- Your instructions: In how many lines of the listing does the string "below" appear? Give only the number.

- Provided data:
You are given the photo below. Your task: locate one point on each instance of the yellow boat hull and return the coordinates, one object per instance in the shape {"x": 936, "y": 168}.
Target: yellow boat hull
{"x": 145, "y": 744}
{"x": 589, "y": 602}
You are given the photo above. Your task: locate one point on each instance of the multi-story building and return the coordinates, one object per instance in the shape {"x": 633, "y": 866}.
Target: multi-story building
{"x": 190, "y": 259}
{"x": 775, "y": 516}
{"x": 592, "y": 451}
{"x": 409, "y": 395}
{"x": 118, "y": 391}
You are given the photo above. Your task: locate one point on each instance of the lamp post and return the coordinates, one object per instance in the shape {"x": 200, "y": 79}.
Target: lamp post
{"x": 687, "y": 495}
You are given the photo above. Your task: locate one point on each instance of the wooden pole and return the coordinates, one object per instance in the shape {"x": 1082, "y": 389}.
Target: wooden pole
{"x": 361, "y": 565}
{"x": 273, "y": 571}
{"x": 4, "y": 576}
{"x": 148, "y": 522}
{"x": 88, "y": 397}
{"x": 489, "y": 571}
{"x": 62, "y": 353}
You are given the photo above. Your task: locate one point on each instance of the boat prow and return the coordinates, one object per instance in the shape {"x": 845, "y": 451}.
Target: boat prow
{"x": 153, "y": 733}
* * *
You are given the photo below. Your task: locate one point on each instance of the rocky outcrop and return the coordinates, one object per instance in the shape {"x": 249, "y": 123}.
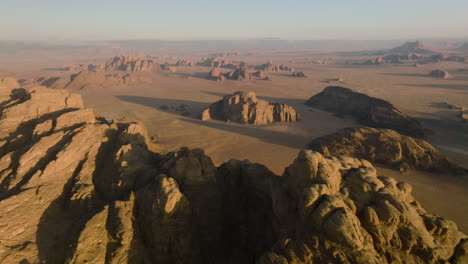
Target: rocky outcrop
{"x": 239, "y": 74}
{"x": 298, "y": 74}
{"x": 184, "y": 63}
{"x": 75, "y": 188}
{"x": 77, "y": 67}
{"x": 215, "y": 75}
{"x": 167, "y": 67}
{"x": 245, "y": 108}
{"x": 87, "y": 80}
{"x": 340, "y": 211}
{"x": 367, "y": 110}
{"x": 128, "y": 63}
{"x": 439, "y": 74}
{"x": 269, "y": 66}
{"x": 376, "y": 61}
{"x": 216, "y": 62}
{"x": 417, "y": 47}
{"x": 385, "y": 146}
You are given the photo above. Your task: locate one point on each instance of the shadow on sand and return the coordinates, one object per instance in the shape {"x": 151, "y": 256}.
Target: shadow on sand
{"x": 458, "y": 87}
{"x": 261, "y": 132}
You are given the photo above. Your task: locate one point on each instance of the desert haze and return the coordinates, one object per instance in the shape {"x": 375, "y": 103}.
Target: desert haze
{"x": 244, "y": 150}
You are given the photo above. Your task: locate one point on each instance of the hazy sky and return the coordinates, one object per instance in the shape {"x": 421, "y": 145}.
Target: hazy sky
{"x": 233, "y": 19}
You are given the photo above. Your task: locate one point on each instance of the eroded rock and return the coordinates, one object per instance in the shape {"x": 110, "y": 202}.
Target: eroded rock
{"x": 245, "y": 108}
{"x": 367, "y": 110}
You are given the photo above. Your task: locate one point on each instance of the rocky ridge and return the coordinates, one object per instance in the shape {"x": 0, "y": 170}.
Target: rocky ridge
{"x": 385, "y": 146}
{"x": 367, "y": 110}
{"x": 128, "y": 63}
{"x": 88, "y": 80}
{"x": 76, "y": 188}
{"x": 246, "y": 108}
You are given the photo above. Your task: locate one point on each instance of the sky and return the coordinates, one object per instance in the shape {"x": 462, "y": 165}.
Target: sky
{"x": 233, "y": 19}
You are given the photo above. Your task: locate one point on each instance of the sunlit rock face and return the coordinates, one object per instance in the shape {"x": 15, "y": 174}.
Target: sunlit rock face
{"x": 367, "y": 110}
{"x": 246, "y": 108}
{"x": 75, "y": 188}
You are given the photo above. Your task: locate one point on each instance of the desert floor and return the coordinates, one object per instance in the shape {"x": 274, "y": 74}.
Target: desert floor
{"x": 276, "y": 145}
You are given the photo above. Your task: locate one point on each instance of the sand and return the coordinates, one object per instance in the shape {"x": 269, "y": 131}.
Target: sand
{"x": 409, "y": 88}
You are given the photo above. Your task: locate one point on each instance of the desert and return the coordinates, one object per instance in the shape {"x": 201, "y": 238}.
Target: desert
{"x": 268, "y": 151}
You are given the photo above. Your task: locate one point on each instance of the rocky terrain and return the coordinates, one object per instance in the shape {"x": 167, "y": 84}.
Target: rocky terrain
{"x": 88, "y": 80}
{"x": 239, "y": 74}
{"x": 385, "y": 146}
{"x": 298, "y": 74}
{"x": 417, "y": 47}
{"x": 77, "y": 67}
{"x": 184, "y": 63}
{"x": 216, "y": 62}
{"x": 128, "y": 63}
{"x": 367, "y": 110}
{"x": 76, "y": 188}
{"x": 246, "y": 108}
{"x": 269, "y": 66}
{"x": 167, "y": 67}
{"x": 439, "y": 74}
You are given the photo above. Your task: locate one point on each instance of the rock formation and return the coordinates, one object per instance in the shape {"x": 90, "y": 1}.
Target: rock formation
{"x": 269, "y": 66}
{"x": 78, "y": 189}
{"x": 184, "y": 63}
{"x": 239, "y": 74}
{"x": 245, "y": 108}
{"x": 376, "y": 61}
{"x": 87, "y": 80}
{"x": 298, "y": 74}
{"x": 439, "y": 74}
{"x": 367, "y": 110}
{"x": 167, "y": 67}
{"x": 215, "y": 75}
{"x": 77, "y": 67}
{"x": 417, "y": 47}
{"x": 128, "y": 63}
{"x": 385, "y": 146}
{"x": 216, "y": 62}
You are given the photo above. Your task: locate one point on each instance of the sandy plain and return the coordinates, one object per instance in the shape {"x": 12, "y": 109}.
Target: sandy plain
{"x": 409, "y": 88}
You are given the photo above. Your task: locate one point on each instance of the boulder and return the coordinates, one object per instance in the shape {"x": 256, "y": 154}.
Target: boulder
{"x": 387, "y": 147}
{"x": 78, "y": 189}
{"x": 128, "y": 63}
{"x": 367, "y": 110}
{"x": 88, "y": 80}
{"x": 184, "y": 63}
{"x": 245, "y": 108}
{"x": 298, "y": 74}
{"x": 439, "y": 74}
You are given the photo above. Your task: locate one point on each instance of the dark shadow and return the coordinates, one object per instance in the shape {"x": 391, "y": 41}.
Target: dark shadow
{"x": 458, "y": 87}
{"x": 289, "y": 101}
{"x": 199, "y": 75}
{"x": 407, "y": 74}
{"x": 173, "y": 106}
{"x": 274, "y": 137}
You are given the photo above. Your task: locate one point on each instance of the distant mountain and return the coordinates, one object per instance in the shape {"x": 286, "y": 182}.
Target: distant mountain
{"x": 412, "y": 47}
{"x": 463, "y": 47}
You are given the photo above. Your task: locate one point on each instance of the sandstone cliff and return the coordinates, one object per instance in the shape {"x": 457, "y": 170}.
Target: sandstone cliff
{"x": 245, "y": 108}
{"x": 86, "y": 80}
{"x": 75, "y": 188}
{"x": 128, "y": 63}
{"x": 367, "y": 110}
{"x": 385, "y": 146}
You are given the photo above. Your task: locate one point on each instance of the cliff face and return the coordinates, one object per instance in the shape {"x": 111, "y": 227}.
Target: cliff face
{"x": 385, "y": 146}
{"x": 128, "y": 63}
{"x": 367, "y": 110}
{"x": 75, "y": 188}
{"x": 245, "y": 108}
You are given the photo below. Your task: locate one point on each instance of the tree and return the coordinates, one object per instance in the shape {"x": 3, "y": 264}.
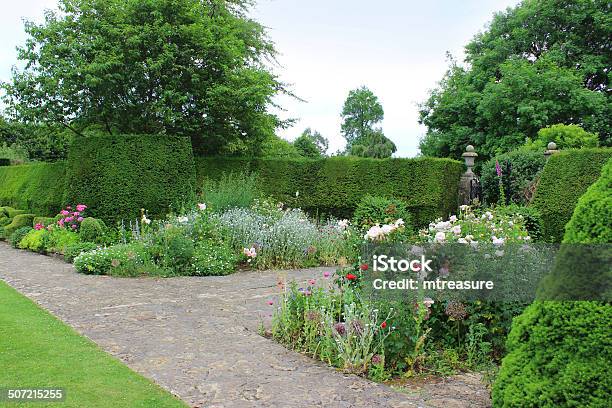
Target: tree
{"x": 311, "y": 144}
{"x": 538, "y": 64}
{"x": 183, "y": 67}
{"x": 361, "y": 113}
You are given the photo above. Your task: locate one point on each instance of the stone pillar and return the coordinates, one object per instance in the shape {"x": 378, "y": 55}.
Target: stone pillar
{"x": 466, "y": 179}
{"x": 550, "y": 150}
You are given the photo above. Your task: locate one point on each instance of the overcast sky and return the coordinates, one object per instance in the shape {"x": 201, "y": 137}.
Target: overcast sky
==
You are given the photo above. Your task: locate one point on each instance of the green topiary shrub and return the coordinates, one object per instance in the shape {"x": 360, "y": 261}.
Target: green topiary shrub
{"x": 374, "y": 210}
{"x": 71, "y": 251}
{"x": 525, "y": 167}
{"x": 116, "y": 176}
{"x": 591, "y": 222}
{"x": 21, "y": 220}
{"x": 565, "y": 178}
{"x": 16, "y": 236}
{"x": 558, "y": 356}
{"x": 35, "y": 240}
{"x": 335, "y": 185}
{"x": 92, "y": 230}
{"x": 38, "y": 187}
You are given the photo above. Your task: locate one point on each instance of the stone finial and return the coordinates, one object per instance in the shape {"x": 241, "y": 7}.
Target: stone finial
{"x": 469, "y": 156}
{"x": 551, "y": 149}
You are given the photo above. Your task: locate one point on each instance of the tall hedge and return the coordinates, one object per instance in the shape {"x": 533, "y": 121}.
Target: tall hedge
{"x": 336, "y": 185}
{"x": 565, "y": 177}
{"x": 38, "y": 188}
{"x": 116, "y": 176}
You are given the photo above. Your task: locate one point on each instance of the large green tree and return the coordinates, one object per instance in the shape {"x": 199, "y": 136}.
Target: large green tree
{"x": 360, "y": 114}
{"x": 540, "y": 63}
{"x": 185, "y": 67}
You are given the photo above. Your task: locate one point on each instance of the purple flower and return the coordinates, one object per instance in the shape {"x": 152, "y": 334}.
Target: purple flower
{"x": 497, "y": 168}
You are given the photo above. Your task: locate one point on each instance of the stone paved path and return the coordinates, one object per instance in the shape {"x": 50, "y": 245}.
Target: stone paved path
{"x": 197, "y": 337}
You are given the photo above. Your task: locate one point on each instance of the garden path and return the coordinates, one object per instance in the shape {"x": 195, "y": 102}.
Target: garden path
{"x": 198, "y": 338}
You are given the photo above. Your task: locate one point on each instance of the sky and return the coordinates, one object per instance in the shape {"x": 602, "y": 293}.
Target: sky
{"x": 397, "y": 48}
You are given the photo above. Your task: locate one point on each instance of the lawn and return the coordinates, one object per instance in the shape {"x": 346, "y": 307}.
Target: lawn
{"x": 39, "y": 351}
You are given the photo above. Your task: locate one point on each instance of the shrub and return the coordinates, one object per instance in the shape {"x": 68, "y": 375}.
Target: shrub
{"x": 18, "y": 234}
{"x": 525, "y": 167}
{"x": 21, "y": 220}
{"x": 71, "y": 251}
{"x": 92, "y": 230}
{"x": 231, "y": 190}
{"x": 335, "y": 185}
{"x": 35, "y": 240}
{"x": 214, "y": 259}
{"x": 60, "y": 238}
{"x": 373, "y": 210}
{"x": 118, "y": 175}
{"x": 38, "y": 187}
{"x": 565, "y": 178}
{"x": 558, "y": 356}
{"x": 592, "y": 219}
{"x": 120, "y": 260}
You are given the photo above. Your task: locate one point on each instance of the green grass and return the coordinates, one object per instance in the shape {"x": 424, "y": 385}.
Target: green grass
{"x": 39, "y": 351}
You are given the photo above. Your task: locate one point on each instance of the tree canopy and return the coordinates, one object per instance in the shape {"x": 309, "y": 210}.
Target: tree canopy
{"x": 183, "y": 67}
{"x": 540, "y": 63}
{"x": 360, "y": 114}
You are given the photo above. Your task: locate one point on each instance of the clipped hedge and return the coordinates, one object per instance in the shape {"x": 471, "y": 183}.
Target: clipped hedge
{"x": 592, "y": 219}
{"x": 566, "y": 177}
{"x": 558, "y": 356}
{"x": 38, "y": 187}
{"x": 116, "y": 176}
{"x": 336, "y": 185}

- Completed task: 3